Testo:
======

Per le politiche relative agli animali d’affezione e, in generale, per la migliore convivenza in città con animali padronali e selvatici, le amministrazioni comunali e aziende sanitarie locali nel 2015 hanno speso più di 245 milioni di euro. A tanto ammonta l’esborso dichiarato dalle amministrazioni comunali (144 milioni) e dalle aziende sanitarie locali (101 milioni) per la gestione degli animali (d’affezione e non) nelle nostre città.
Sicuramente troppo rispetto ai risultati raggiunti, se si considera che solo il 12% dei comuni e il 43% delle aziende sanitarie locali che hanno risposto al questionario inviato da Legambiente per stilare il suo rapporto ‘Animali in città’ ottengono la sufficienza. Troppo anche perché buona parte dei costi (l’80% per i Comuni) è assorbita dai canili rifugio, strutture indispensabili secondo il modello attuale, ma fallimentari rispetto al benessere animale e alla prevenzione del randagismo.
Al questionario inviato da Legambiente a tutte le amministrazioni comunali italiane e a tutte le aziende sanitarie locali (27 domande per i comuni, 20 per le Asl, raccolta dati online da aprile a ottobre 2016, su dati consuntivi del 2015) hanno fornito risposte complete 1.107 comuni e 80 Asl, per le quali è stata condotta l’analisi.
Rappresentano rispettivamente il 13,8% delle 8.018 amministrazioni comunali italiane (e sono responsabili per i servizi di 17.994.107 cittadini) e il 54,4% delle 147 aziende sanitarie locali (responsabile dei servizi per 4.983 tra comuni e/o circoscrizioni e 37.309.574 cittadini). La capitale non ha fornito risposta. Il 39,3% delle amministrazioni comunali ha dichiarato di aver attivato l’assessorato e/o l’ufficio dedicato al settore. Il 98,7% delle aziende sanitarie locali ha risposto di avere almeno il canile sanitario e/o l’ufficio di igiene urbana veterinaria (in tre casi anche l’ospedale veterinario).
In queste strutture le amministrazioni comunali dichiarano di impegnare complessivamente 705 persone (in media 0,6 unità a città) e le aziende sanitarie locali 594 persone (media 7,4 unità per azienda). Teoricamente, dunque, più di un terzo dei comuni e la quasi totalità delle aziende sanitarie locali dovrebbe essere in grado di fornire risposte adeguate, ma non è così.

======

Da svolgere:
[a] In base al testo sugli animali in città, indichi:
(i) quanti milioni di euro hanno speso nel 2015 le aziende sanitarie locali;
(ii) quanti comuni hanno fornito risposte complete al questionario di Legambiente;
(iii) quante persone impegnano complessivamente le aziende sanitarie locali nelle strutture dedicate.
[b] Prosegua il testo sulla spesa per gli animali in città, riprendendo dopo l'ultima frase riportata.
I record non hanno alcuna rilevanza a tal fine.

Record del dataset:
======

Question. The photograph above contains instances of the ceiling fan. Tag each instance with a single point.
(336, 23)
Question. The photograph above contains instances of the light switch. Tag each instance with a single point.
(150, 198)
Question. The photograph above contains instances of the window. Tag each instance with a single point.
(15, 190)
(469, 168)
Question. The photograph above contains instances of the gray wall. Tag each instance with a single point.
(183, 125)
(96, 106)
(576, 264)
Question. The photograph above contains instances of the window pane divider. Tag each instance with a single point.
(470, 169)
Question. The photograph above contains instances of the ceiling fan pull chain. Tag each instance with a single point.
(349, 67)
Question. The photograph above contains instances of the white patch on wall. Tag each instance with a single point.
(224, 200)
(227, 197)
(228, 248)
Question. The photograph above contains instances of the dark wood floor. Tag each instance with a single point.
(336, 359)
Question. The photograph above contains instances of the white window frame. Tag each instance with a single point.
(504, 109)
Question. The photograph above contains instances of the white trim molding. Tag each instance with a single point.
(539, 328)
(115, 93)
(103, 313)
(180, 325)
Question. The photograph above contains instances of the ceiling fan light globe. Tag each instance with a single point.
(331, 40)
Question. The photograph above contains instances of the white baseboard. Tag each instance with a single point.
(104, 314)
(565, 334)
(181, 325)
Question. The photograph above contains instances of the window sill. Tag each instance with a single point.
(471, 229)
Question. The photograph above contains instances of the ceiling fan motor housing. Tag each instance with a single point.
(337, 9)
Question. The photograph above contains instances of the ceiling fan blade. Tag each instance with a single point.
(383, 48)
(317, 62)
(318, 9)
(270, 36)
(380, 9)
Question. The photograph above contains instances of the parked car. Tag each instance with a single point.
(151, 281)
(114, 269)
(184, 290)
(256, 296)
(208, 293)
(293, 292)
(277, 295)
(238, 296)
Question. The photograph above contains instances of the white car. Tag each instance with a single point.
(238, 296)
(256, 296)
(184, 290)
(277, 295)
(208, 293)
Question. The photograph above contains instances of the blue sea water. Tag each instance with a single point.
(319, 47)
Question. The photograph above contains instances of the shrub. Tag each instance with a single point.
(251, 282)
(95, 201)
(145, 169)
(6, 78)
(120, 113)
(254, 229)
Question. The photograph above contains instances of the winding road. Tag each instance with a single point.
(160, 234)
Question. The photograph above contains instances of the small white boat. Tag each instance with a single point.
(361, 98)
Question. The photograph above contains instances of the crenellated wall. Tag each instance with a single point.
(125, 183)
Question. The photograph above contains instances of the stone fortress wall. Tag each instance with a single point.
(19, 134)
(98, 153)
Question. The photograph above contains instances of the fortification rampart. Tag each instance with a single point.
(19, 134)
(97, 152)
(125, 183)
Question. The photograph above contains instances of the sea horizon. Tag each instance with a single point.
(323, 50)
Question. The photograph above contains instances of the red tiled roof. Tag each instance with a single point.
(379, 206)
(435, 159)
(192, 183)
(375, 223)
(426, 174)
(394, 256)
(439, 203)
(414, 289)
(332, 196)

======

Risposte attese:
[a]
(i) 101 milioni di euro.
(ii) 1.107 comuni.
(iii) 594 persone.

[b]
Solo 3 città (0,3% del campione) – Terni, Peschiera Borromeo (Mi) e Formigine (Mo) – totalizzano i punti necessari a raggiungere una performance ottima. Ventidue città (il 2% del campione) ottengono una performance buona, 132 città (l’11,9% del campione) una performance sufficiente. Sono 35 le aziende sanitarie che raggiungono una performance sufficiente (il 43,75% delle 80 che hanno risposto), 13 le Asl con una performance buona (16,25% del campione) e una sola (Napoli 1 Centro) con una performance ottima.
Per Antonino Morabito, responsabile Benessere animale di Legambiente, “occorre fornire al paese gli strumenti per gestire al meglio la convivenza sempre più stretta in ambito urbano tra i nostri animali e noi. Meglio di quanto sia stato fatto finora, perché di fatto la situazione è drammaticamente disomogenea e carente su molti fronti, nonostante l’ingente spesa pubblica e il lavoro messo in campo dagli enti più virtuosi”.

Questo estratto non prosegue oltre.